### Goal of the exercise
Output each record below exactly, leaving any picture out of the copy.

### Material to process
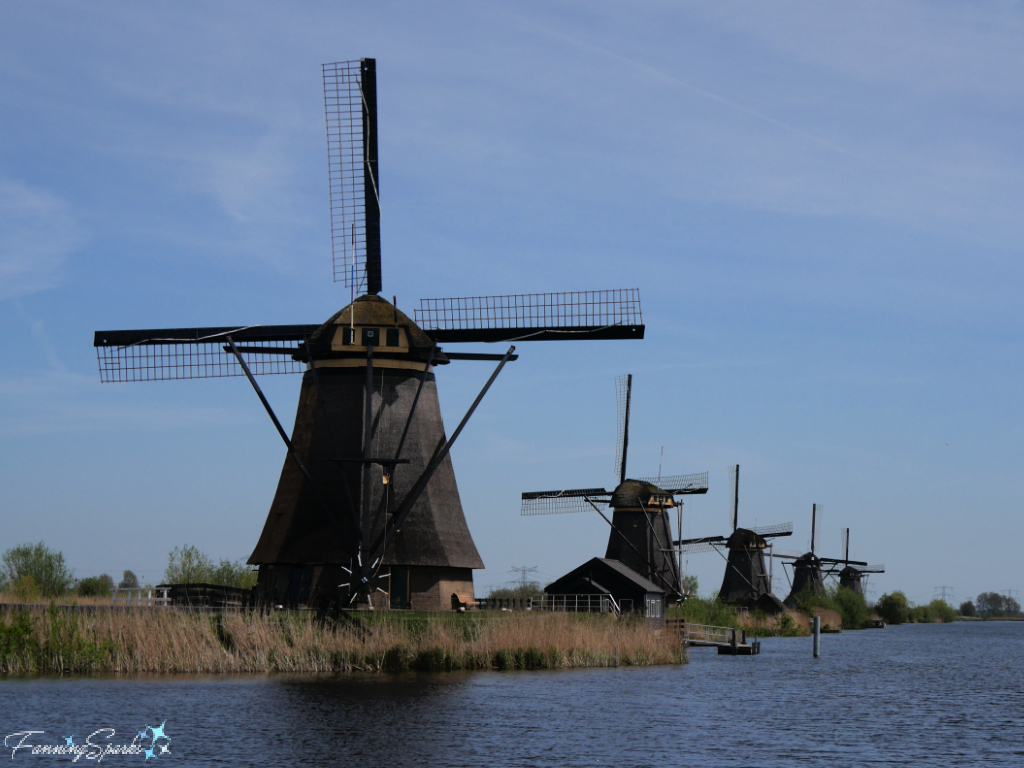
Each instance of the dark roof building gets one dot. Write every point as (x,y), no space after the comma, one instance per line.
(611,578)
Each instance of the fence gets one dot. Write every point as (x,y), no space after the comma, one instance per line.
(140,596)
(562,603)
(704,634)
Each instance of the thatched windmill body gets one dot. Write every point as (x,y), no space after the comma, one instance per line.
(641,526)
(367,510)
(748,573)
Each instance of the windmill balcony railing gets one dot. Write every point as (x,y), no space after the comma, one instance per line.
(560,603)
(141,596)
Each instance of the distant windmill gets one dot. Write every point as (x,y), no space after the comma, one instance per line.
(367,510)
(810,570)
(852,577)
(748,578)
(641,530)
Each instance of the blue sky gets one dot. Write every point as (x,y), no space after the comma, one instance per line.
(820,205)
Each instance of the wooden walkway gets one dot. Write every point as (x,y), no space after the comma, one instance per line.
(729,641)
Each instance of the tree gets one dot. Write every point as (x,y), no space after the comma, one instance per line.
(690,585)
(100,586)
(895,608)
(991,604)
(44,566)
(236,573)
(188,565)
(529,590)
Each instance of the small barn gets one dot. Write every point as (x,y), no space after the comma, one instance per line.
(610,578)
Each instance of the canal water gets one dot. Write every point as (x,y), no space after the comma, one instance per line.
(915,695)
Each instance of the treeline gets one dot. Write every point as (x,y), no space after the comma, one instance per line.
(991,605)
(896,608)
(34,571)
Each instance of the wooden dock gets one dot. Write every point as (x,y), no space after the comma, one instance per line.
(729,641)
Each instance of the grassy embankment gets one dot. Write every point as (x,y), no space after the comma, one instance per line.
(142,641)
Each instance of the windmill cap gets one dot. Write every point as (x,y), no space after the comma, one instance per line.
(635,494)
(374,310)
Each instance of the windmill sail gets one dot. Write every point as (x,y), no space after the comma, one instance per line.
(350,103)
(537,316)
(624,396)
(161,354)
(562,502)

### Answer for this exercise
Each instance of the dark roof building gets one dot. Write every point as (x,y), no space after the comma, one instance per line.
(611,578)
Each instance of the fence gets one dot. Write every point as (x,y), no space after the comma, one instance per line.
(140,596)
(562,603)
(704,634)
Each instance of the thatched windmill body gets one dot. Write every point as (x,y), no space after the comma, one instance per line.
(641,526)
(367,510)
(748,573)
Each instance of the windmill balcony railing gets one dot. Write every point as (x,y), no space after the comma, one instance per line.
(560,603)
(141,596)
Each instance of the distant windmill gets one dot. Write every point as (x,y), no space after the comma, one instance per line.
(367,510)
(810,570)
(852,577)
(748,578)
(641,530)
Each instance of the blue sky gets one dot. Write every point as (x,y), no space after the comma, one instance per line.
(820,205)
Each instance of the wooden walkway gets one dot. Write every point as (x,y), no space after the comma, one instance per line.
(729,641)
Each instance of the tree gets one dot. Write every point as (x,y), no space after the comma, one instance per line.
(690,585)
(100,586)
(895,608)
(991,604)
(44,566)
(236,573)
(188,565)
(529,590)
Each instance of the small barn gets one dot. Write every point as (x,y), no space after the comma, one instance per line.
(610,578)
Each instance of the canal water gets one dot. Write every point as (x,y), no space after the comma, one instance per line.
(915,695)
Each instance of the treeline gets one dot. Write every point as (x,y), no space after the comma, one instance per line.
(991,605)
(896,608)
(34,571)
Each instance of the wooden dock gets one dot. Write every point as (x,y), no space after the comma, one instance per line.
(729,641)
Each instance of the grassy embankment gets one dot. Write every point as (x,y), no space after the comma, one instance per line.
(142,641)
Each instance of the windmill cap gets one dot. Write every point as (x,y), no space after the comma, one instance per line.
(635,494)
(374,310)
Each instance of the windmill sail gets one dot. Write every point as (x,y), no space after the comma, one instance per line.
(350,103)
(537,316)
(624,396)
(161,354)
(562,502)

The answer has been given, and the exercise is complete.